■ Instruction 1: Revise the hymn history passage by writing out everything from "With hymns that" down to "from Inverness, Scotland." again, with "hymns" swapped for "songs".
■ Instruction 2: Name every organization or institution the hymn history passage mentions by name.
■ Instruction 3: Carry on the hymn history passage from the point where it stops.

==== Source excerpt

There are few experiences as satisfying and reminding of our closeness to God than singing a well-written worship song.
Several years back, I purchased a CD that included a rendition of the hymn, “O Worship the King,” and I developed an immediate appreciation for both the beauty and imagery of the song’s lyrics.
With hymns that I particularly find moving, I will from time to time research a bit on the origin of the song, and thanks to a gift a few years ago from members of the church where I’m privileged to minister, the process of such a search isn’t too exhaustive.
It seems that a man named Charles Grant, who was director of the East India Company, was respected throughout India as one of Britain’s finest statesmen. He was also a deeply committed Christian, an evangelical in the Anglican Church, who used his position in India to encourage missionary expansion there.
In 1778, just as England was reeling from the American Revolution, Charles returned to the British Isles to become a Member of Parliament from Inverness, Scotland.
His son, Robert, six years old at the time, grew up in a world of power, politics and privilege. But he also grew up as a devout and dedicated follower of Christ. As a young man, Robert attended Magdalene College, Cambridge, then entered the legal profession. His intelligence and integrity were obvious. He became King’s Sargent in the Court of the Duchy of Lancaster and, in 1818, he entered Parliament.

========
==== Data lines

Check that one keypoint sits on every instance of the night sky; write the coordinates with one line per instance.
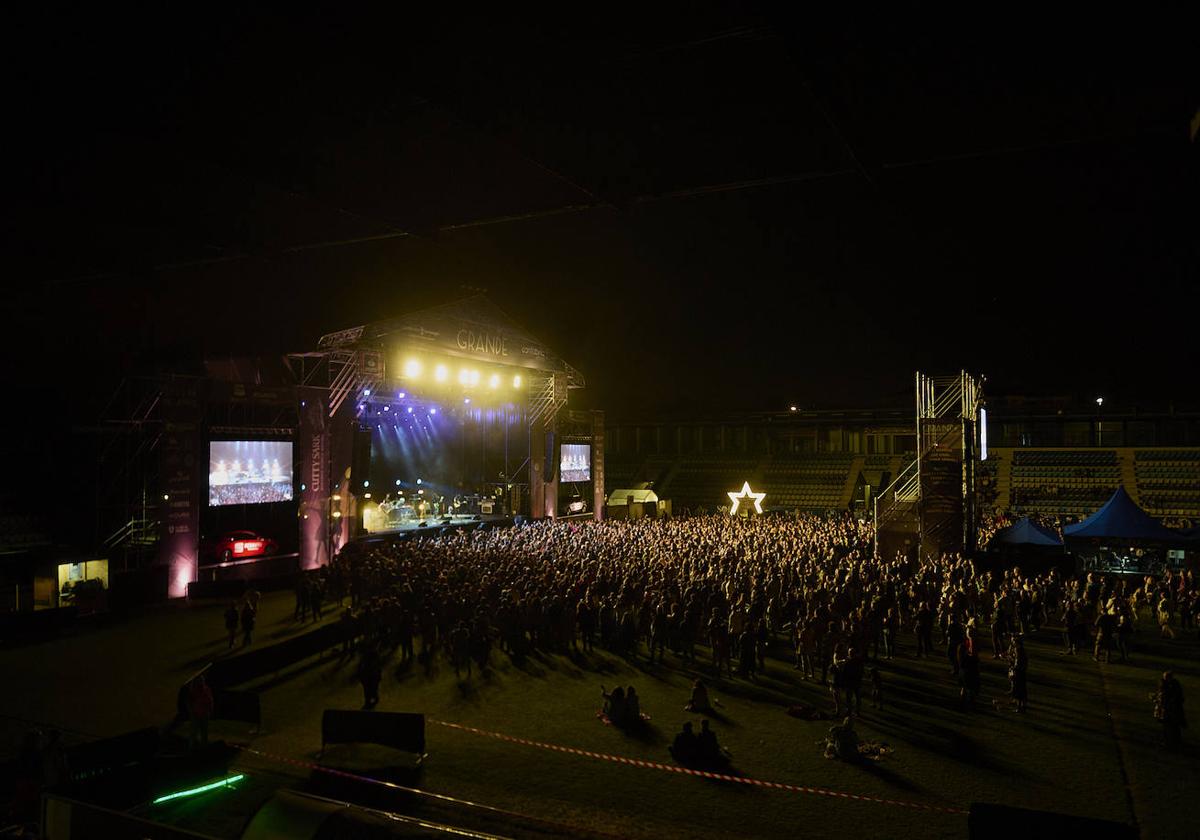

========

■ Exercise result 1:
With songs that I particularly find moving, I will from time to time research a bit on the origin of the song, and thanks to a gift a few years ago from members of the church where I’m privileged to minister, the process of such a search isn’t too exhaustive.
It seems that a man named Charles Grant, who was director of the East India Company, was respected throughout India as one of Britain’s finest statesmen. He was also a deeply committed Christian, an evangelical in the Anglican Church, who used his position in India to encourage missionary expansion there.
In 1778, just as England was reeling from the American Revolution, Charles returned to the British Isles to become a Member of Parliament from Inverness, Scotland.

■ Exercise result 2:
East India Company
Anglican Church
Parliament
Magdalene College, Cambridge
Court of the Duchy of Lancaster

■ Exercise result 3:
One day in the early 1830s, as Robert studied Psalm 104, he compared the greatness of the King of Kings with the majesty of the British royalty. Psalm 104:1 says of God, ”O Lord my God, You are very great: You are clothed with honor and majesty.” Verses 2-3 add that God covers Himself ”With light as with a garment” and “makes the clouds His chariot.” Verse 5 reminds us that God ”laid the foundations of the earth.” All of creation reflects God’s greatness, verse 24 proclaiming, ”O Lord, how manifold are Your works!” Verse 31 says, ”May the glory of the Lord endure forever.”
Robert filled his heart with these verses, and from his pen came one of the most magnificent hymns in Christendom:
O worship the King, all glorious above,
And gratefully sing His power and His love;
Our Shield and Defender, the Ancient of Days,
Pavilioned in splendor and girded with praise.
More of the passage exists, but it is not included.